**DOCUMENT PASSAGE:**

----------

My sister and her husband leave Anchorage tomorrow in their motorhome. She and I have talked about house rules for the period they're living in our back yard. Seems like "neighbors sharing a plot of land" is a good starting point, but we listed some other guidelines. Alyx and I are both verbal and active and tend toward intensity (!), so it's important for us to make some agreements ahead of time rather than hoping things will just work out.  

On a lighter note, I decided spontaneously on Thursday to participate with a group in a "no sugar May".  It's not a diet. I can eat anything I want as long as it has no sugar. Turns out that is quite an order! My customary morning mocha without sugar is a cup of coffee, and I can make that at home for cheaper. For a day or two I was annoyed with the idea, but my body is happier now. And my shopper, Art, has brought home vegetables and salad ingredients and cooked me a pot of black beans. I'm at the end of day four and still okay. I apply the "one day at a time" mantra to this project. Instead of stewing over the excess weight, I got presented with a "not a diet"eating opportunity. Sounds good to me!


DJan said...

Sounds like you've made some very good decisions lately, Linda. I like the "no diet" idea, and the fact that you are going to be with Art while he makes his doctor rounds. There's only one of you, after all! :-)

Olga Hebert said...

I am glad that you found a way to be with Art through his medical testing. You listen to your heart.

Tom Sightings said...

----------

**EXTRACTED INFORMATION:**
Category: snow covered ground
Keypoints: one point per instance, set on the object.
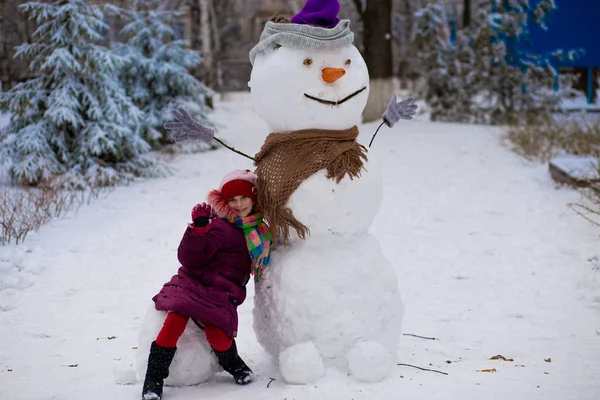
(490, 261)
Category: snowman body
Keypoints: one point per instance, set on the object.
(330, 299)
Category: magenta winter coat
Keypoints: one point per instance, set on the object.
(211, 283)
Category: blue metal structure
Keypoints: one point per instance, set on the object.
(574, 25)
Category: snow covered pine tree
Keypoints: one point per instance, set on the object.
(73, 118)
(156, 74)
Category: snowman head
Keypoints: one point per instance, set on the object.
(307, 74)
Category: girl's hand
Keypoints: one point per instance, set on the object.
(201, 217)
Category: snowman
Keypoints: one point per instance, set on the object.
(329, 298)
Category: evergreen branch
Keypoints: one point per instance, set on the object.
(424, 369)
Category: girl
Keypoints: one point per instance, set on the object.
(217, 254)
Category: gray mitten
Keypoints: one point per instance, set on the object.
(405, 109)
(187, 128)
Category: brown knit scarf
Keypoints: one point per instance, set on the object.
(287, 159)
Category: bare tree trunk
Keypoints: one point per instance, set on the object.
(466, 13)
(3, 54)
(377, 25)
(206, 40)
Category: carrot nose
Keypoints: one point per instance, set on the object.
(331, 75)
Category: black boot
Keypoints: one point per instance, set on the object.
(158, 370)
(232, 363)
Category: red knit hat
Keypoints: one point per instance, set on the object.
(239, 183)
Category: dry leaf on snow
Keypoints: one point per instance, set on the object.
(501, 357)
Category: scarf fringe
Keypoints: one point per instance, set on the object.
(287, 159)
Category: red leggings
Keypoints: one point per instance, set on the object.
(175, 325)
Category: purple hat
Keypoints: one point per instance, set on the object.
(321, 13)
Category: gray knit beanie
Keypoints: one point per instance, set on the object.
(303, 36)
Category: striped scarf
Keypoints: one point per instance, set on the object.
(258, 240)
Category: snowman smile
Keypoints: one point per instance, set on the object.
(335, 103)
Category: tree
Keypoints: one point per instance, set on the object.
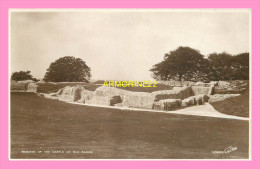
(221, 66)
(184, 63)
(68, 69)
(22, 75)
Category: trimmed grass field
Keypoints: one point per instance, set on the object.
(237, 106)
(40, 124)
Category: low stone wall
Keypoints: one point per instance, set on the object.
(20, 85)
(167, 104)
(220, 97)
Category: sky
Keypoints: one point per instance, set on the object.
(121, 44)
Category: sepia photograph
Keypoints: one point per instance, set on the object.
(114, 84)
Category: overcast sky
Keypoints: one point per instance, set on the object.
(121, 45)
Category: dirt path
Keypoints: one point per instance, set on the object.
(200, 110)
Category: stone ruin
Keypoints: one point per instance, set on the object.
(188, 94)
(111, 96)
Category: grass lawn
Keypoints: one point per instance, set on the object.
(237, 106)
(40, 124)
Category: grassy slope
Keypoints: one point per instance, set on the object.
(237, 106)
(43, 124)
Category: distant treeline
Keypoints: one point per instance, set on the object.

----------

**BRIEF 1:**
Answer these questions from the blog post:
(a) From what city are the sister and her husband leaving tomorrow?
(b) What does the customary morning mocha become without sugar?
(c) What did Art cook?
**BRIEF 2:** From the blog post, copy word for word the part that opens with the words containing "DJan said..." and closes with "to your heart.".
**BRIEF 3:**
Does each statement agree with the blog post? Answer yes or no and quote the words that decide it.
(a) The "no sugar May" is a diet.
(b) The decision to join the "no sugar May" was made on Thursday.
(c) Alyx and the writer tend to be quiet.

**YOUR SOLUTION 1:**
(a) Anchorage
(b) A cup of coffee
(c) A pot of black beans

**YOUR SOLUTION 2:**
DJan said...

Sounds like you've made some very good decisions lately, Linda. I like the "no diet" idea, and the fact that you are going to be with Art while he makes his doctor rounds. There's only one of you, after all! :-)

Olga Hebert said...

I am glad that you found a way to be with Art through his medical testing. You listen to your heart.

**YOUR SOLUTION 3:**
(a) No: "It's not a diet."
(b) Yes: "I decided spontaneously on Thursday to participate with a group"
(c) No: "Alyx and I are both verbal and active and tend toward intensity (!)"